I numeri raccolti da diverse ricerche dicono che gli occupati in Italia nel settore delle fonti rinnovabili sono già oltre 100 mila, potrebbero diventare 250 mila al 2020 o 600 mila considerando il settore dell’efficienza e della riqualificazione in edilizia. Nel 2011 il 38% delle assunzioni programmate è riconducibile alla sostenibilità ambientale. Nuove politiche pubbliche di conversione ambientale porterebbero a un aumento del lavoro e a un impulso economico ampio: nel settore dei rifiuti, un aumento del 20% del riciclo si tradurrebbe in oltre 15 mila posti di lavoro stabili; nella gestione del rischio idrogeologico, un pari investimento nella riqualificazione ambientale può generare il 10% di occupazione in più rispetto a quella di opere tradizionali.
Cosa serve per lo sviluppo della green economy in Italia? Seguendo la sintesi del responsabile di Ambiente Italia: politiche di investimento diverse, priorità chiare, un sistema di regole non penalizzanti, lo spostamento del carico fiscale dai redditi ai consumi, specialmente ai consumi di risorse. E amministratori diversi. Dunque, una politica diversa.
È un tema che ricorre negli interventi dei relatori. Se Pippo Onufrio, direttore esecutivo di Greenpeace, sottolinea che la green economy è un’opportunità, uno strumento per salvare il clima, e “la possibilità di cambiamento c’è ma manca la politica”, le carenze della classe dirigente e imprenditoriale tornano nelle parole di Francesco Ferrante, vice presidente di Kyoto Club e senatore del Pd. “Ci apprestiamo già a contestare che Rio si concluderà con un esito già scritto, perché siamo incontentabili”, ha esordito Ferrante in riferimento alle prime indiscrezioni che parlano già di un accordo da trovare su un documento lunghissimo, sottolineando però che bisogna guardare a quello che è cambiato in 20 anni, dal primo summit. Cosa è cambiato? Le questioni che riguardano ambiente e green economy sono entrate nel “senso comune della gente” e nell’opinione pubblica, mentre le tecnologie esistenti parlano di cose da fare subito. “L’innovazione tecnologica – spiega Ferrante – ha fatto talmente tanti passi avanti che offre opportunità reali e presenti, che non vanno più declinate al futuro”.

**Dati archiviati:**
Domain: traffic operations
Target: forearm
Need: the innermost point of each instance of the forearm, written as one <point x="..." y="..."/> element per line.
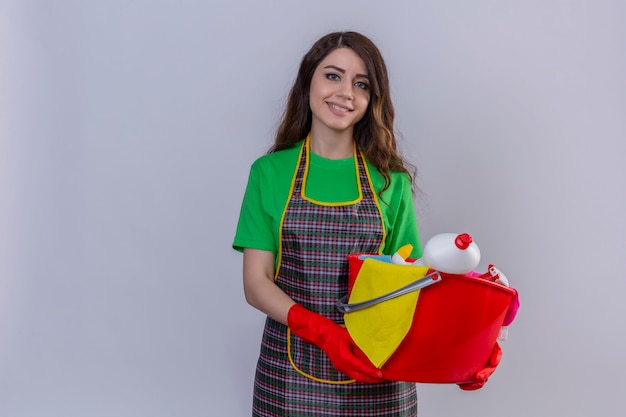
<point x="260" y="290"/>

**Da fare:** Scrivi il seguito del testo sulla green economy in Italia, riprendendo da dove si ferma. Qui i dati non hanno alcun ruolo.

**La risposta:**
Diretta conseguenza di questa analisi è capire cosa ancora manchi all’Italia per cambiare decisamente rotta. “In Italia – spiega Ferrante – la forbice fra possibilità offerte dall’innovazione tecnologica, consenso fra la gente e scelte concrete è più ampia” rispetto ad altri paesi. Il che conduce direttamente a “una dura critica verso la classe dirigente, tutta: innanzitutto la politica, ma anche la rappresentanza degli imprenditori”. Invece, chiude Ferrante, “è questo il momento in cui spingere il pedale dell’acceleratore”.
Ora tutti guardano a Rio+20 e alla dimensione internazionale, sperando che si giunga a un accordo vero e ognuno faccia la sua parte.